| Directions for this task |
Format the lines of the listing below as a numbered list, leaving out any blank lines. Start with the line that contains "In the photo above, each instance of the crow" and end with the line that contains "In the photo above, each instance of the bird's head", including both of those lines and nothing else.

| Available records |
## BEGIN
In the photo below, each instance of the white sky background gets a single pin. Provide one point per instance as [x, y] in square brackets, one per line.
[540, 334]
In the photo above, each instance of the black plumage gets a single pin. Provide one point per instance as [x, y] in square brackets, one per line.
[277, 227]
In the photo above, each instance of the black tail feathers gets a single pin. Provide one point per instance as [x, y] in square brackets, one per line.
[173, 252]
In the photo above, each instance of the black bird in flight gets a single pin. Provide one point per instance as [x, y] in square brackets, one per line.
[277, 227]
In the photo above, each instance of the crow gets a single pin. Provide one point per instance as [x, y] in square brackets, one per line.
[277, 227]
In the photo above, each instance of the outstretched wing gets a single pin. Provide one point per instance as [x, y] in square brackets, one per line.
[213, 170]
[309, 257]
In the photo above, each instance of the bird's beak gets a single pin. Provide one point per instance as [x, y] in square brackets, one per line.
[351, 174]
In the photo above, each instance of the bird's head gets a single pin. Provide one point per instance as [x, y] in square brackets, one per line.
## END
## BEGIN
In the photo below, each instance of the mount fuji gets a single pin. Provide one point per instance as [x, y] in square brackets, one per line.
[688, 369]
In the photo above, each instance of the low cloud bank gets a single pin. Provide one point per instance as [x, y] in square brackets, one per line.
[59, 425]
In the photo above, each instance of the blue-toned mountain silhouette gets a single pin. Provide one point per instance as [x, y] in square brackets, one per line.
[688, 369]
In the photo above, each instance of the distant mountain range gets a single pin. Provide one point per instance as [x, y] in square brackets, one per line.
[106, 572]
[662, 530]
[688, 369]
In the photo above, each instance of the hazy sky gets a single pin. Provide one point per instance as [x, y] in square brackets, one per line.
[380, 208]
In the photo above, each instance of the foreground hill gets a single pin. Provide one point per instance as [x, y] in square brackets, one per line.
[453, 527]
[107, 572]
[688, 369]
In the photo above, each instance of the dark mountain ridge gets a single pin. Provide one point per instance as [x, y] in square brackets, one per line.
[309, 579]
## END
## BEGIN
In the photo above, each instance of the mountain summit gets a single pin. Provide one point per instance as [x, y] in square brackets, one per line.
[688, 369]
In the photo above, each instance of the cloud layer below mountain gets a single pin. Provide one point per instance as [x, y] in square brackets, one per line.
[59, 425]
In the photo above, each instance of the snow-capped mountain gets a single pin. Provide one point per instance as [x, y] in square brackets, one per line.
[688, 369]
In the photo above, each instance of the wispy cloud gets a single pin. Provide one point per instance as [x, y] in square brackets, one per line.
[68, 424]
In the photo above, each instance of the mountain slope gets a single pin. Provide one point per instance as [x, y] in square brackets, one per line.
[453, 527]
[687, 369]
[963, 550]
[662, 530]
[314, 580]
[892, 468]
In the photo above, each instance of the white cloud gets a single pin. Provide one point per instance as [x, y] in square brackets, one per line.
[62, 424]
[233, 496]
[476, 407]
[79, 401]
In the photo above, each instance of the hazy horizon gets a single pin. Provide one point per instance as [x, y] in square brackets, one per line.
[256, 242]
## END
| Output |
1. In the photo above, each instance of the crow gets a single pin. Provide one point per instance as [x, y] in square brackets, one per line.
2. [277, 227]
3. In the photo above, each instance of the outstretched wing gets a single pin. Provide one point per instance as [x, y] in square brackets, one per line.
4. [213, 170]
5. [309, 257]
6. In the photo above, each instance of the bird's beak gets a single pin. Provide one point per instance as [x, y] in square brackets, one per line.
7. [351, 174]
8. In the photo above, each instance of the bird's head gets a single pin. Provide one point per instance as [x, y] in square brackets, one per line.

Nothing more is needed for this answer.